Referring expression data
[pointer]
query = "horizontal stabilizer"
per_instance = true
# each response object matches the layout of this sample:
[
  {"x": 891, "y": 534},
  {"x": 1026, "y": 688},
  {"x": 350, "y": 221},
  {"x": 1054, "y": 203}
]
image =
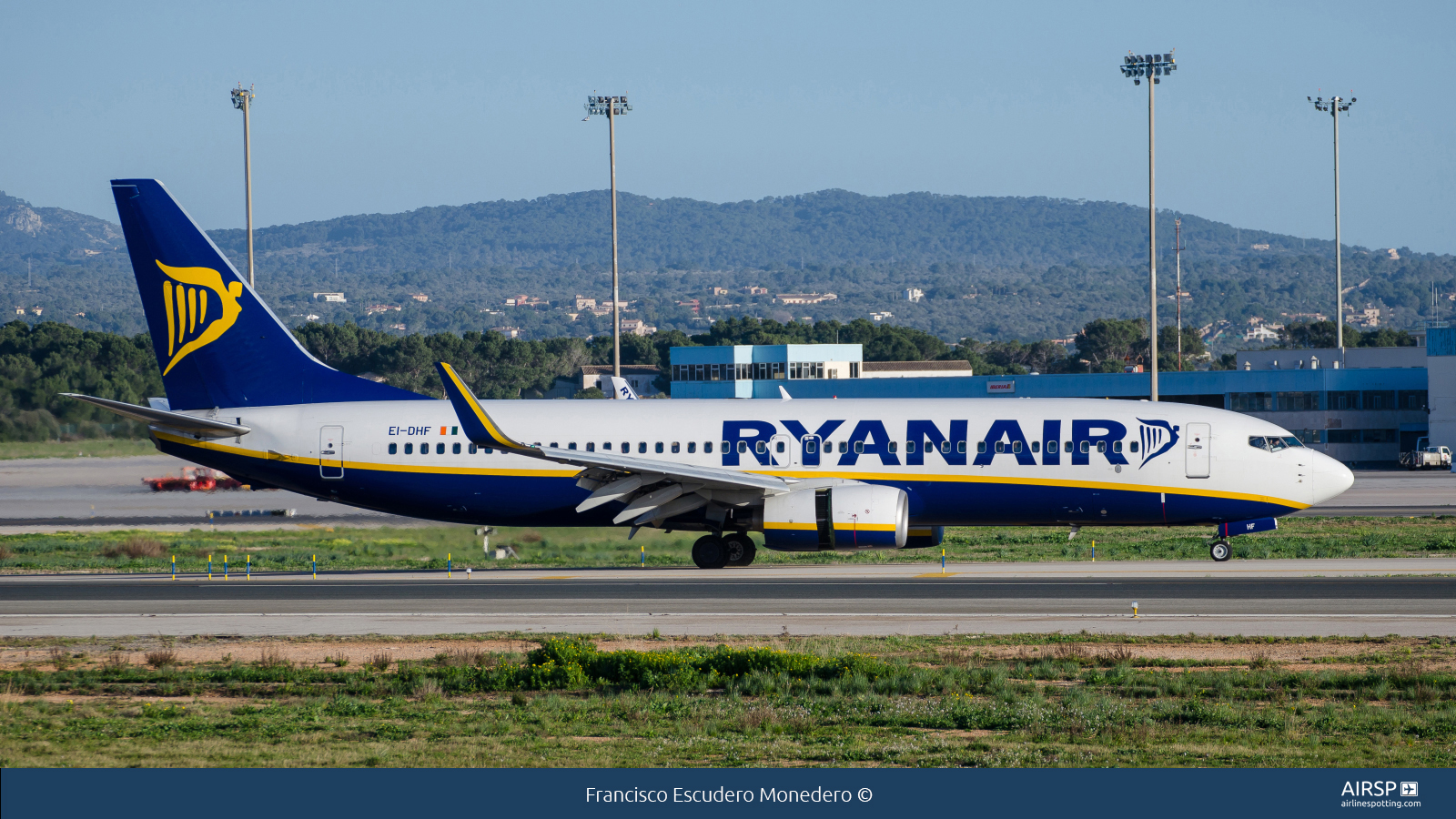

TASK: When you set down the records above, copy every line exactly and exclude the pictures.

SOLUTION TO THE PROBLEM:
[pointer]
query = "horizontal stabilizer"
per_instance = true
# each response object matches the layout of this sample:
[
  {"x": 891, "y": 534},
  {"x": 1026, "y": 688},
  {"x": 350, "y": 221},
  {"x": 1054, "y": 203}
]
image =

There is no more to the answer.